This is the third in a series of posts about what Pope Benedict XVI and St. Teresa of Avila wrote about the Lord's Prayer in Pope Benedict XVI's book Jesus of Nazareth and in St. Teresa of Avila's book The Way of Perfection. All posts in the series will be in the category Carmelites and Pope Benedict XVI.
As a reminder, Pope Benedict XVI's Foreword says this his writing in Jesus of Nazareth is “in no way an exercise of the magisterium,” adding, “Everyone is free, then, to contradict me.”
These posts discuss both their similarities and differences.
Two Interpretations of “Bread” in Jesus of Nazareth
In Jesus of Nazareth, Pope Benedict XVI mentions two principal interpretations of what Jesus meant when he prayed “Give us this day our daily bread.” One interpretations sees our “daily bread” as meaning “what is necessary for existence.” It sees the prayer as a petition for what we need in order to live.
The other interpretation sees the prayer as a petition for what we need for the following day, with an eschatological meaning, asking God to give us today “the bread of the new world – himself.” That interpretation sees in the “bread” that which we receive in the Eucharist, the true bread of life.
In considering the Eucharistic understanding of our daily bread, the Holy Father mentions St. Jerome’s translation in the Vulgate. St. Jerome translated the Greek word epiousios as supersubstantialis (i.e., super-substantial). The Pope also mentions the Church Fathers, who almost unanimously understood the prayer as Eucharistic, without rejecting the immediate meaning of bread as reflecting the need of the poor for the day’s food. Read in the light of Jesus’ preaching on the bread of life, the prayer was seen as pointing to the Logos, Jesus as the Word of God, our food at the eternal wedding banquet.
The Eucharistic Interpretation of “Bread” in The Way of Perfection
In The Way of Perfection, St. Teresa asserts the Eucharistic meaning of “our daily bread” in Chapter 34, addressed to contemplative nuns. In Chapter 37, she also mentions daily bread as meaning the day's food, a meaning that she applies to people who are not contemplative.
Fr. Kieran Kavanaugh, O.C.D., discusses St. Teresa's understanding of this in his interpretive notes on Chapter 34 of The Way of Perfection - Study Edition (ICS Publications). There, he mentions St. Jerome’s interpretation in the Vulgate as a likely influence on St. Teresa's understanding of the prayer, just as Pope Benedict mentions St. Jerome's Vulgate and other sources from the Church Fathers supporting the Eucharistic understanding of "daily bread."
Aside from the Vulgate, it is unlikely that the Church Fathers were St. Teresa's direct sources of information. Her known readings from the Church Fathers included the letters of St. Jerome, St. Augustine’s Confessions, and the writings of St. John Cassian. However, those particular writings would not have given her much information on how to interpret the Lord’s Prayer.
It is more likely that St. Teresa’s understanding of “our daily bread” came from clergy she knew, from homilies she had heard, and from her own insights. Her reference to the scholastic term “accidents” in a discussion of daily bread suggests such influences as the Dominican clergy around her. There was a Dominican seminary in Avila, her father’s confessor was a Dominican, and one of her brothers became a Dominican. Moreover, she sought out St. John of the Cross as a Discalced Carmelite partly because of his theological education, and her own confessor at one point was a noted Dominican theologian of her day.

··········

§ Actions to take
- 1) Echo the post on the Lord's Prayer word for word, starting at "This is the" and ending at "similarities and differences.".
- 2) Answer these questions about the post on the Lord's Prayer:
(a) Into what Latin word did St. Jerome translate the Greek word epiousios?
(b) In which chapter of The Way of Perfection does St. Teresa assert the Eucharistic meaning of "our daily bread"?
(c) What did one of St. Teresa's brothers become?
- 3) Go on with the post on the Lord's Prayer from the point where it stops.
The data that comes next is not needed for this work.

§ Source excerpt
··········

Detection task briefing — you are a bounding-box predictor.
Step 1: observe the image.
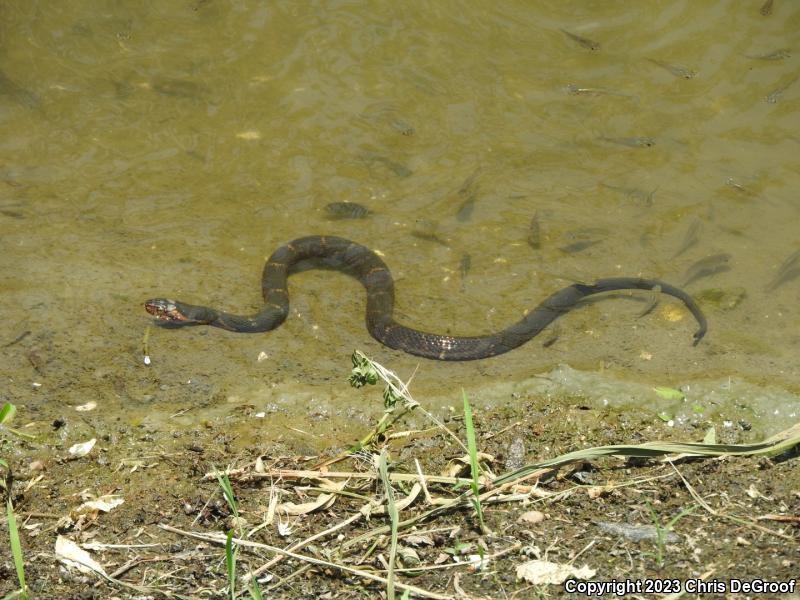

··········

§ Exercise responses
- 1)
This is the third in a series of posts about what Pope Benedict XVI and St. Teresa of Avila wrote about the Lord's Prayer in Pope Benedict XVI's book Jesus of Nazareth and in St. Teresa of Avila's book The Way of Perfection. All posts in the series will be in the category Carmelites and Pope Benedict XVI.
As a reminder, Pope Benedict XVI's Foreword says this his writing in Jesus of Nazareth is “in no way an exercise of the magisterium,” adding, “Everyone is free, then, to contradict me.”
These posts discuss both their similarities and differences.

- 2)
(a) Supersubstantialis.
(b) Chapter 34.
(c) A Dominican.

- 3)
Here is the reference, from The Way of Perfection 34:3, mentioning "accidents":
“Ask the Father, daughters, together with the Lord, to give you your Spouse ‘this day’ so that you will not be seen in the world without him. To temper such great happiness it’s sufficient that he remain disguised in these accidents of bread and wine.”
The scholastic influence is supported by Fr. Kieran Kavanaugh’s interpretive notes on Chapter 34, including this:
“The ‘accidents’ was a scholastic term used to refer to the appearances of bread and wine under which the Lord is present. Teresa urges her readers to realize that he is just as much present as he would be if they saw him with their bodily eyes; they should look at him in faith with the eyes of their souls.”
Nonetheless, her understanding of the exegesis of "bread" is simple. Nowhere is there an indication of a knowledge of the analytical exegesis of Scholasticism. Indeed, her censor corrects an exegetical error in her writing on this subject.
By illustration of a Scholastic view of the Lord’s Prayer, St. Thomas Aquinas, in his Lectures on St. Matthew, draws his understanding of multiple meanings of "our daily bread" from the Church Fathers, including St. Cyprian’s commentary and St. Jerome’s interpretation in the Vulgate (two sources also mentioned by Pope Benedict), and also including St. Augustine (a commentary undoubtedly known to Pope Benedict, although not mentioned in his discussion of daily bread in Jesus of Nazareth). In contrast with both Pope Benedict XVI and St. Teresa of Avila, St. Thomas discusses four meanings of daily bread, rather than two. They are:
- Christ, who calls himself the “bread of life” in John 6:48 (St. Jerome’s translation falls within this category).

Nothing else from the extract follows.